§ **DESCRIPTION OF THE TASK**:
List every line in the records below that contains the string "plant", copying each such line in full. Treat case as significant.

§ **EXERCISE DATA**:
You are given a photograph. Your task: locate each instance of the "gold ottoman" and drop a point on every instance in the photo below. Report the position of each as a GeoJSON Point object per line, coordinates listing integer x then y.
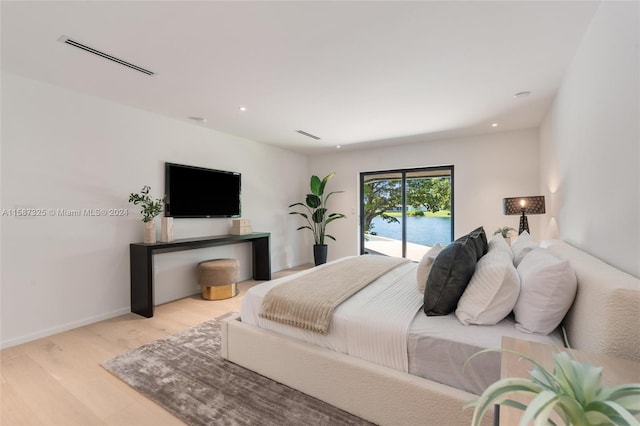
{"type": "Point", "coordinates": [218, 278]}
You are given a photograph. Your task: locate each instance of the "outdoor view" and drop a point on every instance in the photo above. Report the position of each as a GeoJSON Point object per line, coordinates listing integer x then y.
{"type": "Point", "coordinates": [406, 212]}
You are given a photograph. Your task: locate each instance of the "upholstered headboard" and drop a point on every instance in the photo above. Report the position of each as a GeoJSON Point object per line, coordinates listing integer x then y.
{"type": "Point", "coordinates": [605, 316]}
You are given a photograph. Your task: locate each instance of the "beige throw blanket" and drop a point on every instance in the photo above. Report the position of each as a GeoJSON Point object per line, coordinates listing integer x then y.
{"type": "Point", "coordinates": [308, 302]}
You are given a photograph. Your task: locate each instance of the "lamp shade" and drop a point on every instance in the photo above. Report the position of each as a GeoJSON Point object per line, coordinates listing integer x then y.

...

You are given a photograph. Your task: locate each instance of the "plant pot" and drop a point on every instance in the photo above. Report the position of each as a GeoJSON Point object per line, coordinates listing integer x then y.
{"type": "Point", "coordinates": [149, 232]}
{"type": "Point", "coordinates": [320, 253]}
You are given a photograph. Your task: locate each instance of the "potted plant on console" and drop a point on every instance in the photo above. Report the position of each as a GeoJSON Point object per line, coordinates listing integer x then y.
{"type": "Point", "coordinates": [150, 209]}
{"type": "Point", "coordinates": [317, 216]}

§ **FINISHED EXERCISE**:
You are given a photograph. Your task: locate each instance of the "plant pot" and drop a point on every instance in the photo above. Report the position of each as a GeoJSON Point object per line, coordinates listing integer x then y.
You are given a photograph. Your task: locate each instance of the "potted plant on console" and drop a point on every instance in the photo above. Report the position of each as a GeoJSON Point object per line, coordinates listing integer x then y.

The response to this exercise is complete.